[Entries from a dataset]
====

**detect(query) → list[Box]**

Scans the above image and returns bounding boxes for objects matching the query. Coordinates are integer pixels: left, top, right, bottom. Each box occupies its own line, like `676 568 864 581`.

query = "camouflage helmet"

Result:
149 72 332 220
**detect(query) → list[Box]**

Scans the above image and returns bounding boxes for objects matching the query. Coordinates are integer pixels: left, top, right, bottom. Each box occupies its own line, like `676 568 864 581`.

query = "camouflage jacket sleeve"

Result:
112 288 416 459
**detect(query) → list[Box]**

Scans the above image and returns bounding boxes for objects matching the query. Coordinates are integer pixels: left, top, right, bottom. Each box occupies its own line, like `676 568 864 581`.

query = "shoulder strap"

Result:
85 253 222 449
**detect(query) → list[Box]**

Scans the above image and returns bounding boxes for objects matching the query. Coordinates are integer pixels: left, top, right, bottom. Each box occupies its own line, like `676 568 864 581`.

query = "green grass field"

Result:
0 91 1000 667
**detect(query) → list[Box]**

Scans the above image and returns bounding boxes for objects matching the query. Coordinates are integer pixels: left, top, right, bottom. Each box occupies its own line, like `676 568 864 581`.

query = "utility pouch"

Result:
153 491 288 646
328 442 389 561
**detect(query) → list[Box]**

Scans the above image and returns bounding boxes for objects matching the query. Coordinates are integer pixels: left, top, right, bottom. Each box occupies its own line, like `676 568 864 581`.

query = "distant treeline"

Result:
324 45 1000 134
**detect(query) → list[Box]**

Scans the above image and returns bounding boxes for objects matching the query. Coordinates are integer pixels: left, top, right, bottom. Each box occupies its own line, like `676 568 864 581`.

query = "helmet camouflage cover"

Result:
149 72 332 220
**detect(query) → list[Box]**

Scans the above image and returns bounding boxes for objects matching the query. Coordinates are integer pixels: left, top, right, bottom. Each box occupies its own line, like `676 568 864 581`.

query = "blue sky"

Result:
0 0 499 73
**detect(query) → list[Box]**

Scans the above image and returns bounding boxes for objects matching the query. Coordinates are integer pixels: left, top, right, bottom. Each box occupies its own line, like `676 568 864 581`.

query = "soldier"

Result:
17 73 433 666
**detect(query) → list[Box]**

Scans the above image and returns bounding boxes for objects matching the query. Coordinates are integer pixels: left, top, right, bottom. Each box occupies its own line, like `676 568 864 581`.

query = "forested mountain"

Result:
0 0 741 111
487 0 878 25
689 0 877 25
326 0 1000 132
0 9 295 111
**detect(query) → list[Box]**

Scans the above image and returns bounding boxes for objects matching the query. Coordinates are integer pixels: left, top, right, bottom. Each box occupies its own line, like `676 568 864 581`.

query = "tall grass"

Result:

====

Please copy out each record, character for character.

## TASK ANSWER
**detect(query) → list[Box]**

Scans the above image and returns bounding boxes for objects matching the query. Coordinates are integer pixels: left, top, right, bottom. Each box occupies its own line, like `676 568 864 581`.

query = "camouflage helmet"

Result:
149 72 332 220
**detect(query) → list[Box]**

Scans the above image and returns bounding boxes for objects matching the query. Coordinates are integer pixels: left, top, right, bottom. Each box occupies its own line, like `676 568 864 581`.

query = "camouflage jacket sleeve"

Result:
112 288 416 459
**detect(query) → list[Box]**

Scans the above image and returns bounding boxes for objects matching the query. Coordinates are integer pixels: left, top, right, bottom. Each box occupies its own line, like `676 568 864 581`.

query = "shoulder strap"

Result:
85 253 222 449
**detect(query) → list[Box]**

Scans the above image and returns bounding boxes for objects matching the query. Coordinates are integer pixels: left, top, right, bottom. Each box occupies its own line, like `676 568 864 581`.

query = "green grass field"

Result:
0 91 1000 667
**detect(query) → list[Box]**

Scans the above image and returns bounding boxes for objects matching the query. Coordinates are integer pixels: left, top, right, bottom. Each box occupies its own line, like `676 568 864 581`.

query = "utility pouch"

Result:
153 491 288 646
328 442 389 561
**detect(query) → list[Box]**

Scans the above image and returns bounding boxes for objects matching the query. Coordinates are integer pixels: left, top, right, bottom. Each box occupies its own line, like `676 568 864 581`.

query = "distant treeline"

Result:
324 45 1000 134
**detect(query) → list[Box]**

Scans the above image and returns bounding boxes for objects matching the query. Coordinates are integer pixels: left, top, right, bottom. Each box occupies its own line, like `676 568 864 581`.

query = "helmet camouflage cover"

Result:
149 72 332 220
**detect(query) → list[Box]**

Scans the above image and returns bounding boxes for objects matching the query. Coordinates are integer pixels: left, top, right, bottom. Each box occupies its own line, like `676 568 864 581`.

query = "blue sky"

Result:
0 0 499 73
**detect(query) → list[Box]**

Scans the above image and returns bounding boxes for objects matching the query. Coordinates are integer pixels: left, top, right, bottom. Each box occupies its own line, like `676 568 864 581`.

query = "soldier"

Result:
17 73 433 666
**detect(query) → list[Box]**

Scans the above image and returns bounding boxes for objects matching the query. Coordinates are integer pixels: left, top, right, bottom. Each box occupies its own line, like `676 568 864 581`.

query = "forested mountain"

Result:
0 0 741 111
487 0 878 25
689 0 877 25
326 0 1000 132
0 9 295 111
**detect(query) → list[Box]**

Scans the above image and returns bounding boxes for objects matching the query. Coordinates are integer pixels: left, top, right, bottom. Each box occupies its own line, like `676 568 864 581`.

query = "tall grass"

Result:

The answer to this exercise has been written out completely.